## What is needed
Copy everything from the line containing "of the shredded" down to the end of the records, requests included, and raise every x and y keypoint coordinate in the answers by 40. Leave the pictures out.

## begin Given data

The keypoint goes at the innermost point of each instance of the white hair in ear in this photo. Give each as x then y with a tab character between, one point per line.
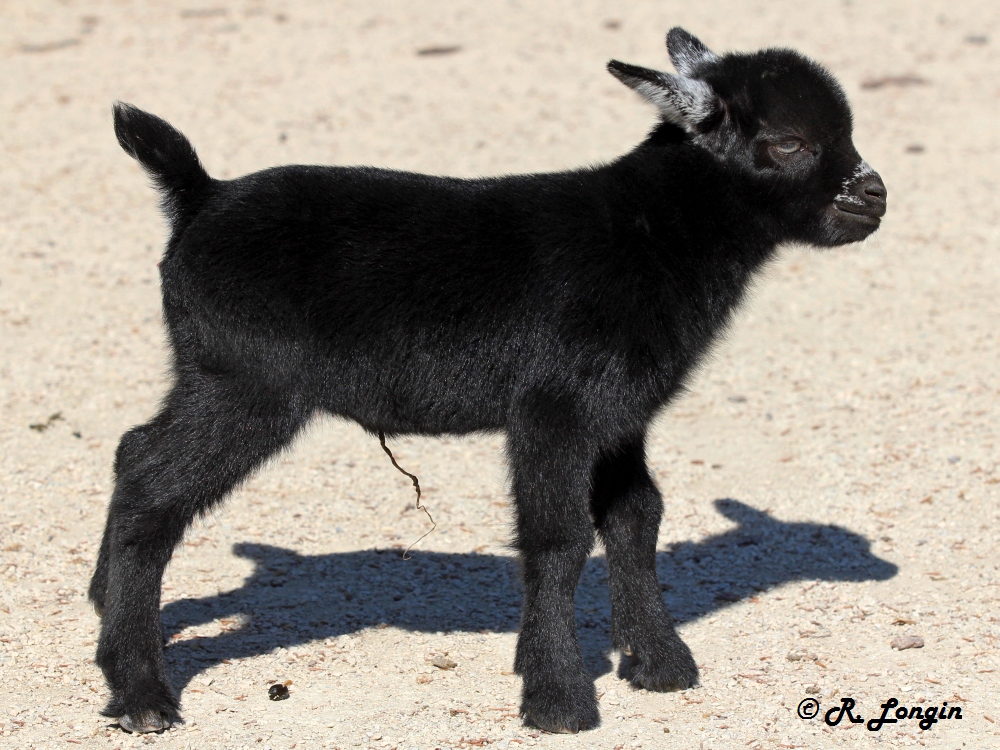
687	52
685	102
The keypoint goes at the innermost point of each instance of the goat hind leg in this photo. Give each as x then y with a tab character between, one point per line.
198	449
627	510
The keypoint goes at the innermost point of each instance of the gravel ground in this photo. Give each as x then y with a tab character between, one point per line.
830	480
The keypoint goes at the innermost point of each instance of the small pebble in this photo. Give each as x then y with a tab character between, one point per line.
277	692
903	642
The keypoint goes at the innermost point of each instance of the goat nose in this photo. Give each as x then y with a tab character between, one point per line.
872	191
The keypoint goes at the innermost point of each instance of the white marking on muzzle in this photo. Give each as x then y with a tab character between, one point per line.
860	172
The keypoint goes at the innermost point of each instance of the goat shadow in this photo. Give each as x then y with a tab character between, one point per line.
292	599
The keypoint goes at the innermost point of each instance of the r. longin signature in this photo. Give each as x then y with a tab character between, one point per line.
926	717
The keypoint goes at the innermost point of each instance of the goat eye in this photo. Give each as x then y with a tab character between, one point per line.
788	147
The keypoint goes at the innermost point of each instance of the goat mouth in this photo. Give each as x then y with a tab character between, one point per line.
862	213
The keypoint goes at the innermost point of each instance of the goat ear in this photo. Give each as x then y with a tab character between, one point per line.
685	102
687	53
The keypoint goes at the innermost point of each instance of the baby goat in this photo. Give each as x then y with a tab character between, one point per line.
565	309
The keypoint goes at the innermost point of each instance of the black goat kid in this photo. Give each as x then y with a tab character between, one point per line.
565	309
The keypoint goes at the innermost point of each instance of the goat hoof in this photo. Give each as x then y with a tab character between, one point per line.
144	722
561	709
676	671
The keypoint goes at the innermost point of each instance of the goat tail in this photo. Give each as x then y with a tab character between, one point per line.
167	156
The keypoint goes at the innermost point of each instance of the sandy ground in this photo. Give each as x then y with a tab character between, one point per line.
831	481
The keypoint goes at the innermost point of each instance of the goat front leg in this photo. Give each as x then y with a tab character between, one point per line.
554	536
627	510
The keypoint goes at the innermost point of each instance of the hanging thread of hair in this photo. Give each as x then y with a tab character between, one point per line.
416	486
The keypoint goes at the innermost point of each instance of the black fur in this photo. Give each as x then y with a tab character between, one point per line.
565	309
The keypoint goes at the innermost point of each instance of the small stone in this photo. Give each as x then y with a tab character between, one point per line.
277	692
903	642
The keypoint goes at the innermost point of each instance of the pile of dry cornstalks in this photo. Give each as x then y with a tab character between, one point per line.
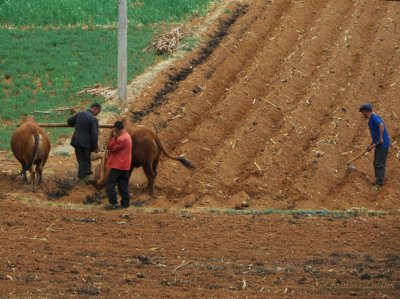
168	42
98	90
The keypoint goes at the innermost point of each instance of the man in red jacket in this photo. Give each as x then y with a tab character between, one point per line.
119	161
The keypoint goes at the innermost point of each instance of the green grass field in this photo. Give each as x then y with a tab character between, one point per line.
51	49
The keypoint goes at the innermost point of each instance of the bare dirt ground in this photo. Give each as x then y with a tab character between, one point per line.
267	109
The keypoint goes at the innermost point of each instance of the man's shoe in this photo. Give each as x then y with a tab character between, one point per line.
111	206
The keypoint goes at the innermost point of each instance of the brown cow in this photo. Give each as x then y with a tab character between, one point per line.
31	146
146	152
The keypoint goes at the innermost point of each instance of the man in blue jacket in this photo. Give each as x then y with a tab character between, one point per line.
85	138
380	138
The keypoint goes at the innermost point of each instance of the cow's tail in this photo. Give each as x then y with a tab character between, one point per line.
35	149
183	160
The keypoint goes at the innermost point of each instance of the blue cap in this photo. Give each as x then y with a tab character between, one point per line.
365	107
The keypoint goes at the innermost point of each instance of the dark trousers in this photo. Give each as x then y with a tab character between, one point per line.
380	164
84	163
121	179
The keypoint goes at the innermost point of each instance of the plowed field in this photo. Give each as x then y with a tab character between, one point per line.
267	109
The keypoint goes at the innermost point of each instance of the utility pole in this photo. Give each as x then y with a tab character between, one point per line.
122	49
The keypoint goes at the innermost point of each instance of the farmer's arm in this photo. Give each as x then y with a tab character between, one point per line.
72	120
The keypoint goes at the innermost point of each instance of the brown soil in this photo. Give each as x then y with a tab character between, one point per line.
267	109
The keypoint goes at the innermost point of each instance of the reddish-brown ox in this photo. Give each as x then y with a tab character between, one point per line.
146	152
31	146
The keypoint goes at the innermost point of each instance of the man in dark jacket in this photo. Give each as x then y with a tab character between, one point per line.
85	137
381	140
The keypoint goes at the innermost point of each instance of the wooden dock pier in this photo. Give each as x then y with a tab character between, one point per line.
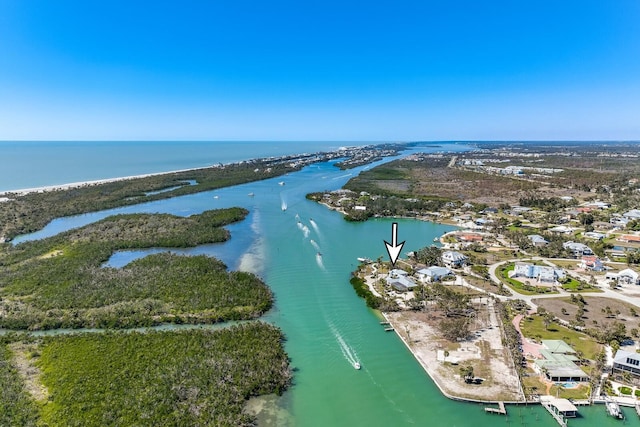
500	410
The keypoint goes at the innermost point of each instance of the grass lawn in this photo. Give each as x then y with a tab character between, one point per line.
518	286
580	392
533	327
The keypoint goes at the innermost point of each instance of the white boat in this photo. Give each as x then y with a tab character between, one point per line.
614	410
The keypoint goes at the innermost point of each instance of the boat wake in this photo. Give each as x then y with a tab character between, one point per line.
315	245
349	354
315	226
319	261
305	230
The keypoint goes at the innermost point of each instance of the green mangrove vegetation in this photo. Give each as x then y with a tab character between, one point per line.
60	282
190	377
16	408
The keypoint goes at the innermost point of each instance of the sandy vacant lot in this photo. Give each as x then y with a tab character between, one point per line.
484	352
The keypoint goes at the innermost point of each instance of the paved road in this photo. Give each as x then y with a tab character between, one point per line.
622	295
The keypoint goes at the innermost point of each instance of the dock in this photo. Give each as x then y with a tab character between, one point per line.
500	410
560	409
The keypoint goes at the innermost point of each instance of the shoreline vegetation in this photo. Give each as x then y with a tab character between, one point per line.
202	377
501	196
26	211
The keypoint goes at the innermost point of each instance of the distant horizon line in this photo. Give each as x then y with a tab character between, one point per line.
331	141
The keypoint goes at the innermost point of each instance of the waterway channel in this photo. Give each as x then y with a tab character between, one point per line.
306	254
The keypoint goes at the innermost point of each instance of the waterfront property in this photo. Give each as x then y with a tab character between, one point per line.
537	240
433	274
558	362
577	249
625	277
626	361
591	262
453	259
399	280
540	272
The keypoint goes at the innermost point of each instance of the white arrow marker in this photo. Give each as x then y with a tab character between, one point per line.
393	248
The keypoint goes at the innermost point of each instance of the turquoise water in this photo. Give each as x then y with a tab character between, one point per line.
44	163
326	325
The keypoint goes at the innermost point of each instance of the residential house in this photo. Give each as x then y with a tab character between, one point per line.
629	238
558	362
591	262
632	214
542	273
628	277
453	259
594	235
537	240
577	249
433	274
626	361
398	280
562	229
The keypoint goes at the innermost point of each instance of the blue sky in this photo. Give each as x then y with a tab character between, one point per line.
320	70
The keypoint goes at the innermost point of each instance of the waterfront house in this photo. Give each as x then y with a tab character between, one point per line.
453	259
632	214
558	362
626	361
629	238
537	240
433	273
628	277
542	273
592	263
401	283
594	235
577	249
562	229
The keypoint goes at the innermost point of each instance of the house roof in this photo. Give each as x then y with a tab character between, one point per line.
622	356
453	256
435	271
629	272
536	238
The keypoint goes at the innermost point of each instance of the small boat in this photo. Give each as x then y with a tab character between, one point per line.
614	410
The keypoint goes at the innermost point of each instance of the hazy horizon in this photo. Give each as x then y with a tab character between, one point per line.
330	71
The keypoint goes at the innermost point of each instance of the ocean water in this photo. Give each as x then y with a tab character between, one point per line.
30	164
306	254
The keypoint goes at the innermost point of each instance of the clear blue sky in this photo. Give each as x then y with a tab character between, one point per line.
320	70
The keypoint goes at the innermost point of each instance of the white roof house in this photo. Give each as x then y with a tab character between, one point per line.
453	259
628	277
632	214
537	240
541	272
578	249
627	361
433	273
401	283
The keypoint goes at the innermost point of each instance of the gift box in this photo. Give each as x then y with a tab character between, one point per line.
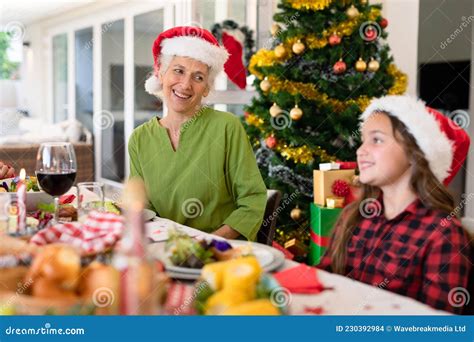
323	181
322	221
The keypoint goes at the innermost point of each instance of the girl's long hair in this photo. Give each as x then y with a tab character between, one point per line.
423	182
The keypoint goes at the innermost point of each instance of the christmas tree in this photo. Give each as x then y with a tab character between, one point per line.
325	62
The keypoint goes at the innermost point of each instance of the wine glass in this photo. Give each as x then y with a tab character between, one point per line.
56	169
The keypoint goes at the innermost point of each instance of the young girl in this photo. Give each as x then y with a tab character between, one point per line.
401	234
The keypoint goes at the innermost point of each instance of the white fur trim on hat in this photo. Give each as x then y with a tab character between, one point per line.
422	125
197	48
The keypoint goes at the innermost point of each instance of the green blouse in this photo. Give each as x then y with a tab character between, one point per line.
211	179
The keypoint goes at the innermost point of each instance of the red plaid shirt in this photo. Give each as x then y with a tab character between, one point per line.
419	254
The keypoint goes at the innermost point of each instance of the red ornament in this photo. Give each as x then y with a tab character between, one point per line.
340	67
340	188
271	142
334	39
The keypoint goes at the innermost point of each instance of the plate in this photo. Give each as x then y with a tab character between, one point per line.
268	257
148	215
33	198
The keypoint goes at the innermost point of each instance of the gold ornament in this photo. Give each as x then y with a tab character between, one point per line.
265	85
296	113
352	12
361	66
280	51
296	213
275	29
374	65
298	47
275	110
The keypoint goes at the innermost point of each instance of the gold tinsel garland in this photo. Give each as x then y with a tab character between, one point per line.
265	58
314	5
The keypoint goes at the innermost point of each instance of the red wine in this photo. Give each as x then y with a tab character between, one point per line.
56	184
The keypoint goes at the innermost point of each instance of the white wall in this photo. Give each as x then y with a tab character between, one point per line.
402	16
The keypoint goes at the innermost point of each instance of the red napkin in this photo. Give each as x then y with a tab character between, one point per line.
300	279
99	232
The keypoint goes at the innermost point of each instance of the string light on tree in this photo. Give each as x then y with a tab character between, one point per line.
383	23
298	47
296	113
296	213
275	110
352	12
361	66
374	65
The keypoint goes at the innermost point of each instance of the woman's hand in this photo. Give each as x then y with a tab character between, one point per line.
227	232
6	171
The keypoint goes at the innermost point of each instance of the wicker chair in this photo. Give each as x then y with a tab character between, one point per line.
24	156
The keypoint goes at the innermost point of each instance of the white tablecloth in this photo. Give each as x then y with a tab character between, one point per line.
347	296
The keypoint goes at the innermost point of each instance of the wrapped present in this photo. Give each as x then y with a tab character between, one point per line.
321	224
324	181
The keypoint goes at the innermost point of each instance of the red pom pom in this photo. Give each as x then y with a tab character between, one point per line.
271	142
340	188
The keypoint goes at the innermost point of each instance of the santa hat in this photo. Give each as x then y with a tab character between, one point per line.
186	41
443	142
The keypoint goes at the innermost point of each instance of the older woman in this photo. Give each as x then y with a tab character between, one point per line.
196	162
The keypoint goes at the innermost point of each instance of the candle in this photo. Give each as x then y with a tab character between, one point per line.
21	202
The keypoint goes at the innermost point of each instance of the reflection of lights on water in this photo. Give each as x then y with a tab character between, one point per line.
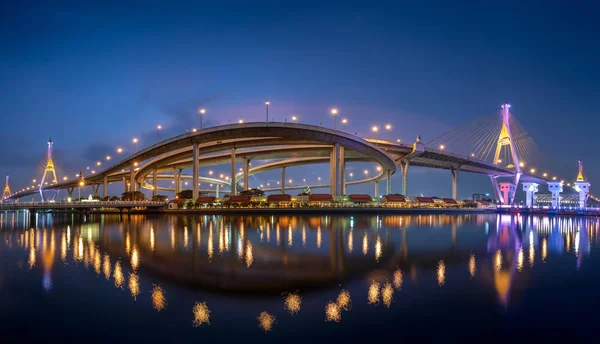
172	237
373	294
498	260
201	314
266	321
249	254
378	251
159	301
135	258
106	266
134	285
118	275
545	249
350	241
97	262
292	303
387	294
520	259
398	279
472	265
333	312
63	247
31	256
303	236
441	273
319	237
152	239
127	243
344	301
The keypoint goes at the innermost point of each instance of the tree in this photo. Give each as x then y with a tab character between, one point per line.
185	194
133	196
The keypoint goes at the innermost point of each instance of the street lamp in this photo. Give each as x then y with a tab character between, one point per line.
334	112
388	128
267	105
202	112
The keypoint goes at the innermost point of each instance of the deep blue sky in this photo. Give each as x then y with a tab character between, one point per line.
94	76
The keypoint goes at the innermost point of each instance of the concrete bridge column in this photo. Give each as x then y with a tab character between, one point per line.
530	190
246	167
195	172
105	186
154	183
455	171
388	190
555	188
132	177
283	180
404	167
233	173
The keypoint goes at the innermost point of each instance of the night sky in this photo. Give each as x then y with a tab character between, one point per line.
94	76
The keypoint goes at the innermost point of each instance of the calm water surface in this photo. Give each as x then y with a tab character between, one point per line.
432	278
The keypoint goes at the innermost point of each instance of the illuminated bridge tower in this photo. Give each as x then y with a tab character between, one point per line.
506	139
6	192
48	170
582	186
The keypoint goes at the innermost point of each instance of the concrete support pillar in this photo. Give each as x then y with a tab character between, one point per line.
455	171
283	180
105	187
132	177
508	191
245	168
195	177
530	190
233	173
154	183
555	188
388	189
404	167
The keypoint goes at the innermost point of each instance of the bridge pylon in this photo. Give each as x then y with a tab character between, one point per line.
48	170
506	138
6	193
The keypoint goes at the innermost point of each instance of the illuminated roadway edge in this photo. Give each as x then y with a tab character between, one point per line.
229	136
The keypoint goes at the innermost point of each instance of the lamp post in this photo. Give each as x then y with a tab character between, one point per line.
202	112
334	112
388	128
267	105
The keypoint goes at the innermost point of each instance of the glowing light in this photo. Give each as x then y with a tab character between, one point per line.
266	321
387	294
333	312
134	285
498	260
472	266
159	301
118	275
292	303
373	294
344	301
201	314
441	273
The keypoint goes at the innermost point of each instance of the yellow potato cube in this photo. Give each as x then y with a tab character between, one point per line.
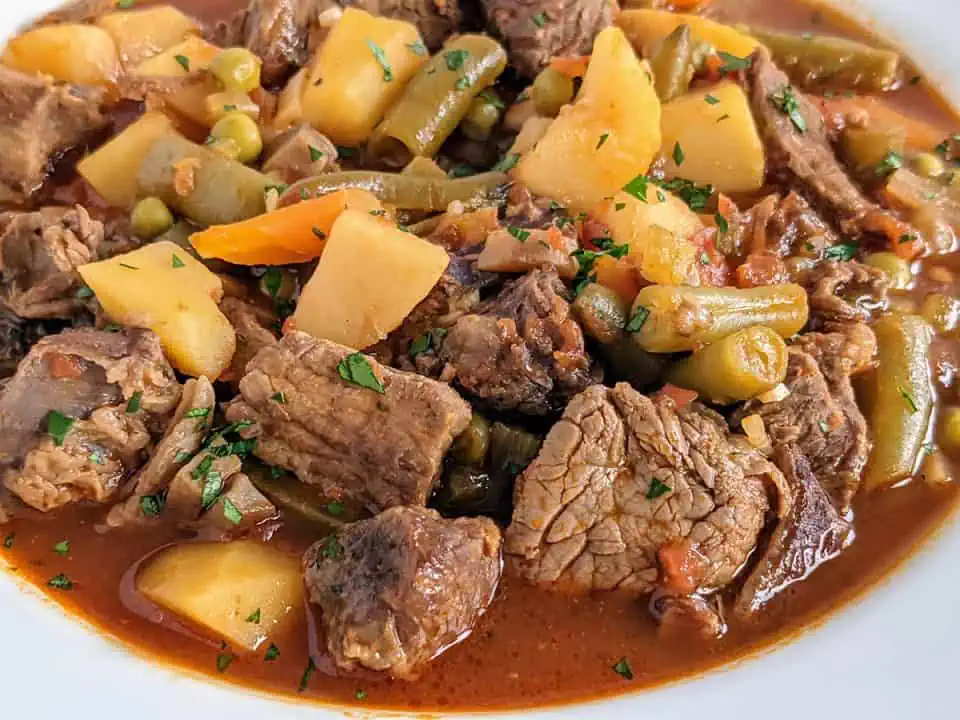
162	287
610	134
369	278
244	591
112	169
718	140
83	54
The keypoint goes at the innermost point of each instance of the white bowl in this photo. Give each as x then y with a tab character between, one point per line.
893	655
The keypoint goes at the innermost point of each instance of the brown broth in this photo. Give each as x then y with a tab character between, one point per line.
533	647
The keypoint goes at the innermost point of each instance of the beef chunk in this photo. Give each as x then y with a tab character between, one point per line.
809	534
623	476
535	31
39	256
400	588
820	415
279	32
379	450
844	292
40	120
521	350
182	439
804	157
91	376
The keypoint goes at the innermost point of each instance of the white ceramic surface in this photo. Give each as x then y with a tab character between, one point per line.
892	656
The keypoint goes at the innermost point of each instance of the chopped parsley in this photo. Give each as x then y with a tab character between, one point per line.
788	103
307	674
891	162
519	233
152	505
623	669
356	368
60	582
638	319
841	251
58	426
382	60
909	399
231	512
455	58
133	405
678	156
732	63
332	549
224	660
657	489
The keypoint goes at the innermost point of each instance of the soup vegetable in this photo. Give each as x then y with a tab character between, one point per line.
463	355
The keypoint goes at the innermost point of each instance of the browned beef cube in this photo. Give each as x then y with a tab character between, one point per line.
38	121
378	449
398	589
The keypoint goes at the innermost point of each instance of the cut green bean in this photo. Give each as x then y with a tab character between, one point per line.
738	367
437	99
687	318
900	399
819	61
408	192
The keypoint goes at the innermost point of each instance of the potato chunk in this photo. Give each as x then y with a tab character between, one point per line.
141	34
112	170
719	142
359	73
370	276
82	54
244	591
609	136
163	288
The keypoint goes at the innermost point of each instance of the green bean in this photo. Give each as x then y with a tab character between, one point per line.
900	400
472	445
817	61
201	184
409	192
672	64
602	313
736	368
551	91
437	98
686	318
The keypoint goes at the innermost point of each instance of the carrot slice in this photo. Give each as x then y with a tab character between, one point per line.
292	234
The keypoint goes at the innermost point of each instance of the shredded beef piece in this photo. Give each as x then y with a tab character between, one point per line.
521	350
623	476
535	31
181	440
820	415
400	588
39	256
41	120
844	292
809	534
380	450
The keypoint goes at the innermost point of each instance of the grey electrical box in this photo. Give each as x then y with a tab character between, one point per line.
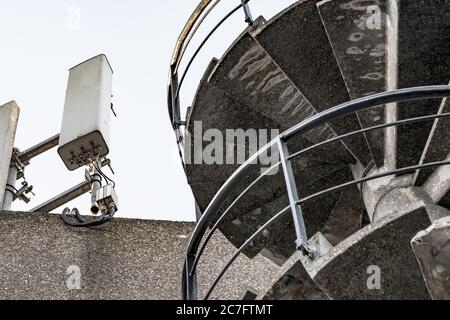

## end Given data

## Solved exercise
The keypoint goes at the innermost point of each instance of the shredded beef piece in this photo. Give each as x then y with a tab character between, one point per line.
561	390
663	516
575	71
221	480
860	455
440	628
79	296
81	160
884	332
849	574
420	490
The keypoint goes at the innermost point of each instance of the grey electrical box in this photo. Give each as x then y with a tab character between, one point per line.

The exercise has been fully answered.